Entries from a dataset

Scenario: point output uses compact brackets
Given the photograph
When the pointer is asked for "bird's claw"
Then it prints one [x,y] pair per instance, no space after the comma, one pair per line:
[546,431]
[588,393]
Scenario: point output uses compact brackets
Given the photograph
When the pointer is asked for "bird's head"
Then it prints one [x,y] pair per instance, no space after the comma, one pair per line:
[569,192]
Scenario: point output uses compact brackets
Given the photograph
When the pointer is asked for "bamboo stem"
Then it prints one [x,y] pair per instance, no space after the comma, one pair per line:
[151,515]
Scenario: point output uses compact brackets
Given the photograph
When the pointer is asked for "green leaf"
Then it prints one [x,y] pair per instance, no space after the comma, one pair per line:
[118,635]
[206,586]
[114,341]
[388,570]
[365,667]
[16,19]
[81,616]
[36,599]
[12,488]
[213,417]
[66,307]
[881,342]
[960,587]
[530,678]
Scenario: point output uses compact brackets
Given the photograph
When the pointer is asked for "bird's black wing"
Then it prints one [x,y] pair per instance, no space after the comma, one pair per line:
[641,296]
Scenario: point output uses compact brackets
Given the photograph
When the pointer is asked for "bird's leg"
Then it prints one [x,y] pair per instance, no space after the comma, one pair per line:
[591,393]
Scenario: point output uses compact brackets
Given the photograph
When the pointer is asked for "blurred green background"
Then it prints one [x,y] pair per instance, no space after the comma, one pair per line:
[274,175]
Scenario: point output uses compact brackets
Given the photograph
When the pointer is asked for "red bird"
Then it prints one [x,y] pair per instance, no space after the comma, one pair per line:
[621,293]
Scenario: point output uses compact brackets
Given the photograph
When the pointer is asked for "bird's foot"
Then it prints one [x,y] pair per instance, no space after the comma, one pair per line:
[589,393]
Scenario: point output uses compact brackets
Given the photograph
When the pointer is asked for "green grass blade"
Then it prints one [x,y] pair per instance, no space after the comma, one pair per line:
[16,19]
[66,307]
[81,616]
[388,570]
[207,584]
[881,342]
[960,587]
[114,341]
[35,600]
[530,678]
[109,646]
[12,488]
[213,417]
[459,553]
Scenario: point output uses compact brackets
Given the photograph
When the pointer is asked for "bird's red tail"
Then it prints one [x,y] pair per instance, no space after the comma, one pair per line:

**Given instruction:**
Each of the records should be retyped exactly.

**Answer to this exercise:**
Scenario: point output uses compact brackets
Given the photograph
When the pointer is asked for "bird's claw"
Then it prints one [x,y] pair per instance, no space after the comma, one pair per line:
[546,431]
[588,393]
Scenario: point output uses compact brackets
Given the photograph
When the pointer is asked for "bird's head"
Then it prints one [x,y] pair per instance, no space after the comma, one pair per line:
[569,192]
Scenario: point output uses compact brackets
Given the photograph
When the pointer is asked for "bamboo stem"
Then it prints one [x,y] pair per instance, no space after the comma, one pair per line:
[151,515]
Scenario: point output uses compact brackets
Given the photograph
When the pointer is asked for "green leaf"
Then it prints one [x,y] pair per instance, no space after the comma, one pair per line:
[118,635]
[206,586]
[114,341]
[388,570]
[365,667]
[16,19]
[81,616]
[36,599]
[12,488]
[213,417]
[66,307]
[881,342]
[960,587]
[530,678]
Scenario: point output uses compact brackets
Given the photograph
When the pointer is asked for "bird's black wing"
Then it prints one [x,y] pair per instance, no space after the comma, one pair per line:
[641,296]
Scenario: point output uses compact brackets
Given the photograph
When the pointer is asked for "bird's leg"
Then it prints one [x,y] pair per instance, no space after the comma, one pair per line:
[591,393]
Scenario: point output uses compact brackets
Given the photograph
When the pointer is asked for "blurred green background"
Then it prints one [x,y] pair per instance, no space after the comma, one pair per line:
[274,175]
Scenario: point output uses compact brackets
Given the photograph
When the pointer is asked for "red bird"
Then it prints one [x,y] pair per instance, no space after the comma, one pair per line:
[621,293]
Scenario: point output uses compact brackets
Given the photograph
When the pointer is asked for "bird's foot"
Then it prints one [x,y] pair per instance, no space after the comma, one pair per line:
[589,393]
Scenario: point output uses compact brackets
Given the photograph
When the pointer is asked for "green grass blade"
Then it prints one [x,y] pair per instance, no space after the comma, one pair per line:
[16,19]
[66,307]
[81,616]
[388,570]
[207,584]
[881,342]
[960,587]
[114,341]
[35,600]
[530,678]
[109,646]
[12,488]
[213,417]
[459,553]
Scenario: point output uses compact brackets
Given the photograph
When the pointer is asked for "bird's red tail"
Then it prints one [x,y] pair per instance, no space after the comma, one pair per line:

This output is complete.